* EXERCISE TASK:
Rewrite the lines of the records below, switching every "traffic-monitoring" to "site-inspection" and leaving everything else unchanged.

** START OF ITEMS **

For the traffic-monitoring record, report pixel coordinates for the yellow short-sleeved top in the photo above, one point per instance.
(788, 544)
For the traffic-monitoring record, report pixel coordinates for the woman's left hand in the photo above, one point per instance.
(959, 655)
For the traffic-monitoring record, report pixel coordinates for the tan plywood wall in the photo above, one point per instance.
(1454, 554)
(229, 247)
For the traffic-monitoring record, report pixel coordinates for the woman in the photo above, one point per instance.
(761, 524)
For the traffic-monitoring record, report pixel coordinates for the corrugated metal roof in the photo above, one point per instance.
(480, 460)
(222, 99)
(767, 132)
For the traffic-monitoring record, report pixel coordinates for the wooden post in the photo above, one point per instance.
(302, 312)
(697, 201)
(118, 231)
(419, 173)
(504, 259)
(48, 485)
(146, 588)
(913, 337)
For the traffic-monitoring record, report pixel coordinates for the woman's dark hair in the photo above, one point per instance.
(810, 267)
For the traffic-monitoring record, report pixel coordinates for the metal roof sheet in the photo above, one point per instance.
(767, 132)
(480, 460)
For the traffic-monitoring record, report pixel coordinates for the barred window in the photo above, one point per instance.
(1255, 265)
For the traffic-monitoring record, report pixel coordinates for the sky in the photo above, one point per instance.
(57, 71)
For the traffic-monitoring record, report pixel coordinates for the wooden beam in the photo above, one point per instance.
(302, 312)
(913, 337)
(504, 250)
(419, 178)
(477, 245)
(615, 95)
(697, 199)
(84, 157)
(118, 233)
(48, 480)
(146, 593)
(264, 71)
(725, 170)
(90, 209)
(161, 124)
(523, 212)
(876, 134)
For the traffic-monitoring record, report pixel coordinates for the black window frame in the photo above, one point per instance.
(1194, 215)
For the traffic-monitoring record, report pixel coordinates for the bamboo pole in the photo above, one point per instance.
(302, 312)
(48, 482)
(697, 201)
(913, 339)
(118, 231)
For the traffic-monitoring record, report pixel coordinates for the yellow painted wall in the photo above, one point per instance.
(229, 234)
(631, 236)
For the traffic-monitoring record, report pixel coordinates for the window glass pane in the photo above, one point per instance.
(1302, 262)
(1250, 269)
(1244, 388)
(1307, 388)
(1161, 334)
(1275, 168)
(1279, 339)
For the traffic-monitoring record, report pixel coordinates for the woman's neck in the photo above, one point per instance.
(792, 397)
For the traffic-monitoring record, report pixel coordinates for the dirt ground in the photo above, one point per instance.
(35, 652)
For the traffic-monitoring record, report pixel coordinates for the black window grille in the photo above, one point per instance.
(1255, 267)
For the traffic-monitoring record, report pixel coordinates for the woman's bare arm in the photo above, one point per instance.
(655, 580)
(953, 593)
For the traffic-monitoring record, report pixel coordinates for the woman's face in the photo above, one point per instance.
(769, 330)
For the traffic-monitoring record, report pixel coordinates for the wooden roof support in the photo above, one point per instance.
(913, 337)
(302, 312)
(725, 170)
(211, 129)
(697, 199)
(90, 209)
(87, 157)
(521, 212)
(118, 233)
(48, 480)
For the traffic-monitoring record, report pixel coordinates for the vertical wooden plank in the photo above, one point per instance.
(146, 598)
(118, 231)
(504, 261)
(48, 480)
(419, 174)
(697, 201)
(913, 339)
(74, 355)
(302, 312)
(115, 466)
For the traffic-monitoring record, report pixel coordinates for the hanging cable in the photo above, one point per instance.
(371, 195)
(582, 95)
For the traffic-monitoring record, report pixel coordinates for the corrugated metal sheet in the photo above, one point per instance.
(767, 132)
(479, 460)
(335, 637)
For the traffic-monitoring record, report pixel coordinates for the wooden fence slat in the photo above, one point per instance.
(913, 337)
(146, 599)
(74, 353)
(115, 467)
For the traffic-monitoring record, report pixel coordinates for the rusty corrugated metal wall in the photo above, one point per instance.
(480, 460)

** END OF ITEMS **

* RESULT OF THIS TASK:
For the site-inspection record, report pixel coordinates for the yellow short-sleeved top in the photo above, one point per instance.
(788, 544)
For the site-inspection record, report pixel coordinates for the woman's left hand in the photo above, one point per instance.
(959, 655)
For the site-inspection record, report pixel coordinates for the tan plywood wall in the photo above, one point per instance.
(1454, 554)
(229, 247)
For the site-inspection record, report pixel coordinates for the woman in the photo above, one point per instance.
(761, 524)
For the site-inspection record, report pixel coordinates for the corrugated metal roof in the photo above, one point per instance.
(480, 460)
(222, 99)
(767, 132)
For the site-inspection record, report pixel coordinates for the wooden post in the photo above, one point per instance.
(302, 312)
(697, 201)
(118, 231)
(419, 173)
(504, 259)
(48, 485)
(146, 588)
(913, 337)
For the site-inspection record, report pixel coordinates for the woman's dark hair in the photo above, one point per instance.
(810, 267)
For the site-inspection record, report pixel coordinates for the metal roof sheet in the photo above, one point per instance.
(767, 132)
(480, 460)
For the site-inspection record, report pixel coordinates for the barred window in the photo above, one point per instance.
(1255, 265)
For the site-inspection record, report pixel coordinates for the sky in the photo above, one point per instance.
(57, 71)
For the site-inspection record, report pixel coordinates for the wooden beam in the photo above, one point per instance.
(302, 312)
(913, 337)
(504, 250)
(419, 178)
(477, 245)
(615, 95)
(697, 199)
(84, 157)
(118, 233)
(48, 480)
(146, 593)
(264, 71)
(725, 170)
(90, 209)
(161, 124)
(523, 212)
(876, 134)
For the site-inspection record, report pixel coordinates for the black window frame in the photo above, one point per instance.
(1194, 215)
For the site-inspection record, report pixel coordinates for the bamboo pole in the photo above, one point per instance.
(302, 312)
(48, 482)
(697, 201)
(913, 339)
(118, 231)
For the site-inspection record, report pixel coordinates for the yellow painted wall in the photo above, one point per instance.
(229, 234)
(631, 236)
For the site-inspection record, report pixel coordinates for the window glass pane in the photo above, one point per instance.
(1302, 262)
(1250, 269)
(1244, 388)
(1307, 388)
(1161, 334)
(1275, 168)
(1279, 339)
For the site-inspection record, report pixel coordinates for the woman's neck in the photo above, one point per instance.
(792, 397)
For the site-inspection record, report pixel coordinates for the dirt ground in the photo above, one point per instance.
(35, 652)
For the site-inspection record, report pixel coordinates for the black window grille in the photo above, one point per instance.
(1255, 267)
For the site-inspection record, report pixel coordinates for the woman's bare arm in the photo above, one point per instance.
(655, 580)
(953, 593)
For the site-inspection record, report pixel coordinates for the woman's face in the photo above, one point per instance.
(769, 330)
For the site-inspection record, report pixel coordinates for the wooden roof support in the photo above, one point per instance.
(913, 337)
(302, 312)
(725, 170)
(211, 129)
(697, 199)
(90, 209)
(87, 157)
(521, 212)
(118, 233)
(48, 480)
For the site-inspection record, report pixel coordinates for the vertical wooden plank in the photo above, one point per instance.
(146, 598)
(118, 231)
(504, 261)
(48, 480)
(419, 174)
(697, 201)
(913, 339)
(74, 355)
(302, 312)
(115, 466)
For the site-inspection record, report pixel coordinates for the hanging cable in the photo above, one point per instance.
(371, 195)
(582, 95)
For the site-inspection record, report pixel coordinates for the corrugated metal sheet in the photo above, one point per instance.
(767, 132)
(479, 460)
(335, 637)
For the site-inspection record, report pixel coordinates for the wooden fence slat in the photo above, one point per instance.
(913, 337)
(146, 599)
(74, 353)
(115, 467)
For the site-inspection record, report pixel coordinates for the rusty corrugated metal wall in the photo above, one point per instance.
(480, 460)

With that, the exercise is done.